*What you have to do*:
When the line containing "Query string: man's eyeglasses" is reached, begin reproducing lines exactly and continue through the last line of the records below.

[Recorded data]
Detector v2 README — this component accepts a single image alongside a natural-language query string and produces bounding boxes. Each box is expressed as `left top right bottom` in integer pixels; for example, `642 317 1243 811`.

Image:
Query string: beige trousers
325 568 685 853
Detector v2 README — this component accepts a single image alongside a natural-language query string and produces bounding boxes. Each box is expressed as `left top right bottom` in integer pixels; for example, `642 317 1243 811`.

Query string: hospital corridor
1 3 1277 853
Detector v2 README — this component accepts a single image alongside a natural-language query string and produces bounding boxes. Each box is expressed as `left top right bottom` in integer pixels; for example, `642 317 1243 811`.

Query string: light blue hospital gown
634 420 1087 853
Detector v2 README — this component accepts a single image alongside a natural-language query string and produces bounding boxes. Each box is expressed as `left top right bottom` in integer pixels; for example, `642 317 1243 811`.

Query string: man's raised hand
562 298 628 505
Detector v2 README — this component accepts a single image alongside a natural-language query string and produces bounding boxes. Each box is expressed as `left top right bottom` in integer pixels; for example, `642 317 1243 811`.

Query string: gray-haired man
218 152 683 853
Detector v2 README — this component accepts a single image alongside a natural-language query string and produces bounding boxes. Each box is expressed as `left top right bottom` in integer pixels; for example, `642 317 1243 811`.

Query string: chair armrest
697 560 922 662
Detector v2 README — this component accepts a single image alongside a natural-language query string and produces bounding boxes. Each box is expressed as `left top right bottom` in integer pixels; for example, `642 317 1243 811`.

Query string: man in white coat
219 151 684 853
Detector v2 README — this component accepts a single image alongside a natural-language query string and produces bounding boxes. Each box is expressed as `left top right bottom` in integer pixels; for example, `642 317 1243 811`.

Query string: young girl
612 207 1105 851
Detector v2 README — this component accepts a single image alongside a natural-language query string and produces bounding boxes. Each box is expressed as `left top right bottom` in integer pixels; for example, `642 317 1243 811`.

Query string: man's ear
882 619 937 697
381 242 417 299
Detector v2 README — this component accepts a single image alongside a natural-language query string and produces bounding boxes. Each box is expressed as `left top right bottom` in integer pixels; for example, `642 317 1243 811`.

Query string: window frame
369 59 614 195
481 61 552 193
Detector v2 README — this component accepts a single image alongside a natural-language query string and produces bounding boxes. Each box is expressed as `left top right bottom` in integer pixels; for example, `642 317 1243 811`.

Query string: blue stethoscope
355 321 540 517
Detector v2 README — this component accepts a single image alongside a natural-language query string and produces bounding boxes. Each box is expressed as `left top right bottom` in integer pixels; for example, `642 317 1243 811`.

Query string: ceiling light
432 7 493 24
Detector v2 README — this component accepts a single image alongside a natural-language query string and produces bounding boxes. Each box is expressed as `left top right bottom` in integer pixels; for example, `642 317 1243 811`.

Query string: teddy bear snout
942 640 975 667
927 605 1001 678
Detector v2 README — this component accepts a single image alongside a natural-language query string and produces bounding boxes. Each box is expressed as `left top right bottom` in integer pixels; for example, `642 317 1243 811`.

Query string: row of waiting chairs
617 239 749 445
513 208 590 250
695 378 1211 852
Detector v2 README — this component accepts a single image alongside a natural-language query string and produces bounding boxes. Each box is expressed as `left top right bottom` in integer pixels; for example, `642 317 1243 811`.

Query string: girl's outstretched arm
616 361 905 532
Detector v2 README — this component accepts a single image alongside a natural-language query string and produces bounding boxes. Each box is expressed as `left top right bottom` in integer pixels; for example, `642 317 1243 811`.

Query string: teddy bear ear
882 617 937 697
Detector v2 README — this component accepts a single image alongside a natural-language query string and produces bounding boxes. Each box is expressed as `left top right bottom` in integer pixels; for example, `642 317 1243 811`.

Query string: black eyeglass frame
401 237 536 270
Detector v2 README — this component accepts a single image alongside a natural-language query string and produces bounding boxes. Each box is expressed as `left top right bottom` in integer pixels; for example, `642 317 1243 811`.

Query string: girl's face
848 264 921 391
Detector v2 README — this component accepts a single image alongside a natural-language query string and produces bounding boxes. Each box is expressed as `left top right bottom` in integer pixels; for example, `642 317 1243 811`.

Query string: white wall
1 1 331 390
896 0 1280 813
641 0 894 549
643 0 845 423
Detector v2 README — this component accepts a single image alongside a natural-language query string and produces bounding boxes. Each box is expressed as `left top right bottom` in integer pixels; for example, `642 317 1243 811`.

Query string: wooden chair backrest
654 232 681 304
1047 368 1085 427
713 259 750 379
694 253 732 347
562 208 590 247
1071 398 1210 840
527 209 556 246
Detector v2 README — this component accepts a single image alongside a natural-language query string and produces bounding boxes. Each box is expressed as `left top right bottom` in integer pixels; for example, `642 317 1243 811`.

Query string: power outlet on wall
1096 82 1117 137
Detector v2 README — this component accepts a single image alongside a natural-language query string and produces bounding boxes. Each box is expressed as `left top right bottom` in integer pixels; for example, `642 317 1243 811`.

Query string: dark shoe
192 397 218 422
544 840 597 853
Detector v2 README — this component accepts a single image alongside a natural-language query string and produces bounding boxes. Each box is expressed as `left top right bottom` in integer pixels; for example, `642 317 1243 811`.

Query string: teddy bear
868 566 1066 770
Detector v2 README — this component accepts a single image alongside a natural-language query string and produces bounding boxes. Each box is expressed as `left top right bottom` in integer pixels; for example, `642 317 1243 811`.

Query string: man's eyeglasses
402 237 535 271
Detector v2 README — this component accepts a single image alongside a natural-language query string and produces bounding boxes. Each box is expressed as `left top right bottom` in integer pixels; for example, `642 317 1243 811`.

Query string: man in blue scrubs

*Written reply*:
Query string: man's eyeglasses
402 237 535 271
Detector v2 README — this component accepts a single image alongside a natural-language query string and produces bounding boxes. Each box is expressed as `left top right bottom` in integer pixels; for example, `642 317 1243 811`.

Query string: man in blue scrubs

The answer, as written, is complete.